▸ **Short task**
Convert the following data into a numbered list, omitting any blank lines.

▸ **Recorded data**
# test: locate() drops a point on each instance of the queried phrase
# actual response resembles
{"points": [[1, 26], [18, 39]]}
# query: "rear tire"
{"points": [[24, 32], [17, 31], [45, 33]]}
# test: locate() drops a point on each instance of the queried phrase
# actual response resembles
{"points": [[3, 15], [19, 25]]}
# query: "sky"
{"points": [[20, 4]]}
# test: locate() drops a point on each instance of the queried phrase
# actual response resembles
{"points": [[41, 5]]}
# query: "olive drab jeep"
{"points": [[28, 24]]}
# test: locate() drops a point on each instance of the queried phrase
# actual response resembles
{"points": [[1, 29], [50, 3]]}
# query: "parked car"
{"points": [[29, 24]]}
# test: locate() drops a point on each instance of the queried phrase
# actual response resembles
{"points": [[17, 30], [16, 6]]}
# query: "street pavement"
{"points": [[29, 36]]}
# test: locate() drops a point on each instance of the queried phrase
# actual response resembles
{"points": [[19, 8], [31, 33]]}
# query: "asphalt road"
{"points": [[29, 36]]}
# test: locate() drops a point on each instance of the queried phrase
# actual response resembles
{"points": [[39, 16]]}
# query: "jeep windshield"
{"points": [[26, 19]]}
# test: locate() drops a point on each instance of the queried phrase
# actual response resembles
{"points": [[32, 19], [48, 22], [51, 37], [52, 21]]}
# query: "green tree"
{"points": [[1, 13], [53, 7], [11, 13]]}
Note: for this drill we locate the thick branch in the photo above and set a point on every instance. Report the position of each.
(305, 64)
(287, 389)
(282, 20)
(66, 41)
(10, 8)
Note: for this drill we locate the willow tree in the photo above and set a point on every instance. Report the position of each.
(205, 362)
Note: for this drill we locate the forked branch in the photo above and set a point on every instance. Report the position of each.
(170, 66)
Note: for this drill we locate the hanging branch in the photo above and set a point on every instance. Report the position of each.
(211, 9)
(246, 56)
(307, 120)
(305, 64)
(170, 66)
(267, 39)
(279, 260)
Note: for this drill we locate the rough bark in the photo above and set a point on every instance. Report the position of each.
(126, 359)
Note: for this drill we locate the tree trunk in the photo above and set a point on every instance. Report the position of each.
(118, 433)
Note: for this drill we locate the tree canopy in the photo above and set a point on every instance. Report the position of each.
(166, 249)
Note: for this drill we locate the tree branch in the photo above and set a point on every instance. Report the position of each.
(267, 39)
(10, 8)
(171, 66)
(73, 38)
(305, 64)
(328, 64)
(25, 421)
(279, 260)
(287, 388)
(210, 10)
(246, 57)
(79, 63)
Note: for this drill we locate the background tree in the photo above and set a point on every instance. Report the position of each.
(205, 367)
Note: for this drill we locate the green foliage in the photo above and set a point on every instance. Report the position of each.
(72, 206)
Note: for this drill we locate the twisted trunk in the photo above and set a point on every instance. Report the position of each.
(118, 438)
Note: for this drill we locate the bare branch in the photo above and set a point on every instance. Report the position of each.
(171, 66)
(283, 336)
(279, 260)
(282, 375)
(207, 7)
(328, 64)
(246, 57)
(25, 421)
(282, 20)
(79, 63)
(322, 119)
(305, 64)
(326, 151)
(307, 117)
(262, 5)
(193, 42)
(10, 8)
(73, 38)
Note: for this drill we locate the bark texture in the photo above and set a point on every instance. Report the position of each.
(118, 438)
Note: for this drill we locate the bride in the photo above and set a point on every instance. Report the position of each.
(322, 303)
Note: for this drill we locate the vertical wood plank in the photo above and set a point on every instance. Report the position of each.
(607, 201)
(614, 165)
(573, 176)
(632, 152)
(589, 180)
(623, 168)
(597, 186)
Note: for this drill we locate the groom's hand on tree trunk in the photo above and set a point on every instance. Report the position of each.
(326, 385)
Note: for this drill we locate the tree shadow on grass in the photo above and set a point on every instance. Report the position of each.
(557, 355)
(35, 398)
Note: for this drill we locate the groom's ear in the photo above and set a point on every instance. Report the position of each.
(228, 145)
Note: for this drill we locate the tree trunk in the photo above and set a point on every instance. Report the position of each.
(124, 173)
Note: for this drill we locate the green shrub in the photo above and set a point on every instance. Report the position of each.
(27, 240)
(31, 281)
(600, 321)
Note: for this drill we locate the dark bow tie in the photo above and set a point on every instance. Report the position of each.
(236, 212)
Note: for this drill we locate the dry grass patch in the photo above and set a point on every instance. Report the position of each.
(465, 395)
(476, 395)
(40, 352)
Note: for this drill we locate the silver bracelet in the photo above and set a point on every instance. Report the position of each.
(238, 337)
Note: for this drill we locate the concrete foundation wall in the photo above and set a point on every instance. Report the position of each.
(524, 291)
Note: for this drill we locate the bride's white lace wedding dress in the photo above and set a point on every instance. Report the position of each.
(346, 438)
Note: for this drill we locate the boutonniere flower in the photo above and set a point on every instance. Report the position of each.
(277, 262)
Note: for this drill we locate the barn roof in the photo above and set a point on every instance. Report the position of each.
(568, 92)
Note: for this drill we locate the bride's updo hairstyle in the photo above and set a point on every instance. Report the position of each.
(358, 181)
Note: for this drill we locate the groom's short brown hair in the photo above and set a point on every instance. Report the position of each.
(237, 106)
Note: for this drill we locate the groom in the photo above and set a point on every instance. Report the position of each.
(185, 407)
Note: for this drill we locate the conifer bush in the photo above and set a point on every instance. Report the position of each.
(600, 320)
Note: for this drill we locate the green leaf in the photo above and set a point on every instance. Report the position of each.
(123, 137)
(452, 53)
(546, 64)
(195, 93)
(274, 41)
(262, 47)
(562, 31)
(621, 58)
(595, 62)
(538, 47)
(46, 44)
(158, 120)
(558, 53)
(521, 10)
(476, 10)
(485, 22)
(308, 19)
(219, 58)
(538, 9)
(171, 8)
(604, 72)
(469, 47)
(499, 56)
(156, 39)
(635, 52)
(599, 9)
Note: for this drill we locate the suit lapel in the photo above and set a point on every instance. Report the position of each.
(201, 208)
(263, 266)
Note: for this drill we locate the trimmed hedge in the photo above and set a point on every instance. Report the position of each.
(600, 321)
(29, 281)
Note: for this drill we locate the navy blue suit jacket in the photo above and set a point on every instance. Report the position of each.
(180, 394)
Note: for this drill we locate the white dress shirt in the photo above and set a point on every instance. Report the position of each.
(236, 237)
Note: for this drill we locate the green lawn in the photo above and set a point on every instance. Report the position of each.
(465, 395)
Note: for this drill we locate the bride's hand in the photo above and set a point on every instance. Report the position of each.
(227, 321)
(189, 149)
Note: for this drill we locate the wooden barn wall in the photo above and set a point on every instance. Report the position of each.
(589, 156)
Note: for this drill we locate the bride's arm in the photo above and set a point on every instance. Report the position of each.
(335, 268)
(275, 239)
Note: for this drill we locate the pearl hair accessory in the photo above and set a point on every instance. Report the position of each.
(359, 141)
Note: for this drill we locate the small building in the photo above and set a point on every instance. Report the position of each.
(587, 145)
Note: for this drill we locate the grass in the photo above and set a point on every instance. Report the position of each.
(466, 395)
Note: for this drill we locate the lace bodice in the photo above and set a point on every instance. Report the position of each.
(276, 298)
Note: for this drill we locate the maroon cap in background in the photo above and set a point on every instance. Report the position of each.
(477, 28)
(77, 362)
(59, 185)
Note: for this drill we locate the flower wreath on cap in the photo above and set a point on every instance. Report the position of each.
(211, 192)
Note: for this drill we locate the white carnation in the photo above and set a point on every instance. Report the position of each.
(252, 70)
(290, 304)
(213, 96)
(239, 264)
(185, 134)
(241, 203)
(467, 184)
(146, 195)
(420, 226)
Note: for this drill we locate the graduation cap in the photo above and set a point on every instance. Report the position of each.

▸ **Task output**
1. # test: locate() drops a point on each instance of the queried phrase
2. # actual response resembles
3. {"points": [[1, 26], [18, 39]]}
4. # query: "rear tire"
5. {"points": [[24, 32], [17, 31], [45, 33]]}
6. # test: locate() drops a point on each instance of the queried phrase
7. # actual response resembles
8. {"points": [[3, 15], [19, 25]]}
9. # query: "sky"
10. {"points": [[20, 4]]}
11. # test: locate() drops a point on each instance of the queried phrase
12. # actual response resembles
13. {"points": [[41, 5]]}
14. # query: "olive drab jeep"
15. {"points": [[28, 24]]}
16. # test: locate() drops a point on each instance of the queried phrase
17. # actual response resembles
18. {"points": [[1, 29], [50, 3]]}
19. # query: "parked car"
20. {"points": [[29, 24]]}
21. # test: locate() drops a point on each instance of the queried phrase
22. # actual response resembles
23. {"points": [[17, 30], [16, 6]]}
24. # query: "street pavement"
25. {"points": [[29, 36]]}
26. # test: locate() drops a point on each instance of the queried phrase
27. # actual response resembles
28. {"points": [[19, 8], [31, 33]]}
29. # query: "asphalt road"
30. {"points": [[29, 36]]}
31. # test: locate() drops a point on each instance of the queried phrase
32. # actual response resembles
33. {"points": [[39, 16]]}
34. # query: "jeep windshield"
35. {"points": [[26, 19]]}
36. # test: locate() drops a point on each instance of the queried phrase
37. # actual response resembles
38. {"points": [[32, 19], [48, 22], [51, 37], [52, 21]]}
39. # query: "green tree"
40. {"points": [[1, 13], [53, 7], [11, 13]]}
41. Note: for this drill we locate the thick branch in the photo above and set a point on every instance. Report the position of each.
42. (305, 64)
43. (287, 389)
44. (282, 20)
45. (66, 41)
46. (10, 8)
47. Note: for this drill we locate the willow tree in the photo above and set a point on every instance. Report the position of each.
48. (205, 362)
49. Note: for this drill we locate the forked branch in the photo above and set a point on every instance. Report the position of each.
50. (170, 66)
51. Note: for this drill we locate the hanging branch in the photo above and set a point on every instance. Report the position of each.
52. (211, 9)
53. (246, 56)
54. (307, 120)
55. (305, 64)
56. (170, 66)
57. (267, 39)
58. (279, 260)
59. Note: for this drill we locate the rough bark in the photo above and set a point on every instance. Report the position of each.
60. (126, 359)
61. Note: for this drill we locate the tree trunk in the photo above and set a point on every instance. Report the position of each.
62. (118, 433)
63. Note: for this drill we locate the tree canopy in the photo above and set a point on every instance. Report the position of each.
64. (166, 249)
65. Note: for this drill we locate the tree branch in the photo above and set a point on every instance. Report the position of each.
66. (267, 39)
67. (10, 8)
68. (171, 66)
69. (73, 38)
70. (305, 64)
71. (328, 64)
72. (25, 421)
73. (279, 260)
74. (287, 388)
75. (210, 10)
76. (246, 57)
77. (79, 63)
78. Note: for this drill we locate the background tree in the photo above and set a point on every instance. Report the position of each.
79. (205, 367)
80. Note: for this drill we locate the green foliage in the photo above and set a point on every instance. Report the position of each.
81. (72, 206)
82. Note: for this drill we locate the twisted trunk in the photo above and set a point on every instance. Report the position of each.
83. (118, 438)
84. Note: for this drill we locate the bare branch in the photo above and set a point on every instance. Report the position of each.
85. (171, 66)
86. (283, 336)
87. (279, 260)
88. (282, 375)
89. (207, 7)
90. (328, 64)
91. (246, 57)
92. (25, 421)
93. (282, 20)
94. (79, 63)
95. (322, 119)
96. (305, 64)
97. (326, 151)
98. (307, 117)
99. (262, 5)
100. (193, 42)
101. (10, 8)
102. (73, 38)
103. Note: for this drill we locate the bark texture in the photo above and set a point on every instance. Report the position of each.
104. (118, 438)
105. Note: for this drill we locate the bride in the photo above and set a point on every instance. Report the position of each.
106. (322, 303)
107. Note: for this drill we locate the vertical wood plank in the photo above and set a point on every instance. Report the position of each.
108. (607, 201)
109. (614, 165)
110. (573, 176)
111. (632, 152)
112. (589, 180)
113. (623, 168)
114. (597, 186)
115. Note: for this drill we locate the groom's hand on tree trunk in the photo above and set a point on every instance. Report the position of each.
116. (326, 385)
117. Note: for this drill we locate the tree shadow on grass in the photo above and set a point on every instance. Report the position of each.
118. (557, 355)
119. (35, 398)
120. Note: for this drill we locate the groom's ear in the photo above and set a point on every instance. Report the position of each.
121. (228, 145)
122. Note: for this drill we locate the tree trunk in the photo above and set a point on every instance. Report the position of each.
123. (124, 173)
124. Note: for this drill we locate the green shrub in the photo above and set a point on every instance. Report the position of each.
125. (27, 240)
126. (31, 281)
127. (600, 321)
128. Note: for this drill we locate the dark bow tie in the photo above and set a point on every instance. Report the position of each.
129. (236, 212)
130. Note: for this drill we locate the dry grass patch in the photo above and set a point on every instance. Report the position of each.
131. (465, 395)
132. (476, 395)
133. (40, 352)
134. Note: for this drill we locate the silver bracelet in the photo above and set a point on every instance. Report the position of each.
135. (238, 337)
136. Note: for this drill we locate the concrete foundation wall in the photo above and set a point on every instance. Report the position of each.
137. (524, 291)
138. Note: for this drill we locate the bride's white lace wedding dress in the photo above and set a point on every instance. Report the position of each.
139. (346, 438)
140. Note: for this drill we locate the boutonniere flower in the photo above and set a point on every instance. Report the position of each.
141. (277, 262)
142. Note: for this drill we locate the barn roof in the photo above and set a point on every instance. Report the position of each.
143. (568, 92)
144. Note: for this drill we locate the bride's updo hairstyle in the photo above and set a point on every instance. Report the position of each.
145. (358, 181)
146. Note: for this drill we locate the groom's short brown hair in the photo above and set a point on every instance. Report the position of each.
147. (237, 106)
148. Note: for this drill we locate the groom in the photo above and set a point on every instance. Report the position of each.
149. (185, 407)
150. Note: for this drill we locate the conifer bush in the photo above and set a point on every instance. Report the position of each.
151. (600, 320)
152. Note: for this drill we locate the green leaf in the photo above and set a point on every instance. Report the position of each.
153. (123, 137)
154. (452, 53)
155. (546, 64)
156. (195, 93)
157. (274, 41)
158. (262, 47)
159. (562, 31)
160. (621, 58)
161. (595, 62)
162. (538, 47)
163. (46, 44)
164. (158, 120)
165. (558, 53)
166. (521, 10)
167. (476, 10)
168. (485, 22)
169. (308, 19)
170. (219, 58)
171. (538, 9)
172. (171, 8)
173. (604, 72)
174. (469, 47)
175. (499, 56)
176. (156, 39)
177. (635, 52)
178. (599, 9)
179. Note: for this drill we locate the suit lapel in the photo above and set a point on every instance. Report the position of each.
180. (201, 208)
181. (263, 266)
182. Note: for this drill we locate the trimmed hedge in the photo above and set a point on every instance. Report the position of each.
183. (600, 321)
184. (29, 281)
185. Note: for this drill we locate the navy blue suit jacket in the photo above and set a point on every instance. Report the position of each.
186. (180, 394)
187. Note: for this drill we locate the white dress shirt in the photo above and set a point on every instance. Report the position of each.
188. (236, 237)
189. Note: for this drill we locate the green lawn in the photo above and set a point on every instance. Report the position of each.
190. (465, 395)
191. Note: for this drill we locate the bride's hand in the photo above and set a point on every instance. Report the position of each.
192. (227, 321)
193. (189, 149)
194. Note: for this drill we locate the wooden barn wall in the photo above and set a point on every instance. Report the position of each.
195. (589, 156)
196. Note: for this drill we locate the bride's arm in the photo above and set a point on every instance. Report the position of each.
197. (335, 268)
198. (275, 239)
199. Note: for this drill we locate the pearl hair accessory in the photo above and set a point on every instance. Report the position of each.
200. (359, 141)
201. Note: for this drill we locate the small building in the photo above and set a point on every instance. Report the position of each.
202. (587, 145)
203. Note: for this drill we locate the grass in the photo above and set a point on every instance. Report the position of each.
204. (466, 395)
205. Note: for this drill we locate the lace bodice in the photo above and set a point on every instance. Report the position of each.
206. (276, 298)
207. Note: for this drill we locate the maroon cap in background in the photo above and set a point on every instance. Report the position of each.
208. (477, 28)
209. (77, 362)
210. (59, 185)
211. Note: for this drill we locate the flower wreath on cap in the photo above and set a point on every instance. Report the position of each.
212. (211, 192)
213. Note: for this drill we locate the white carnation in the photo above and set a point on every instance. Report the position of each.
214. (252, 70)
215. (290, 304)
216. (213, 96)
217. (239, 264)
218. (185, 134)
219. (241, 203)
220. (467, 184)
221. (146, 195)
222. (420, 226)
223. Note: for this drill we locate the graduation cap in the photo above and set a point on every instance. Report the position of each.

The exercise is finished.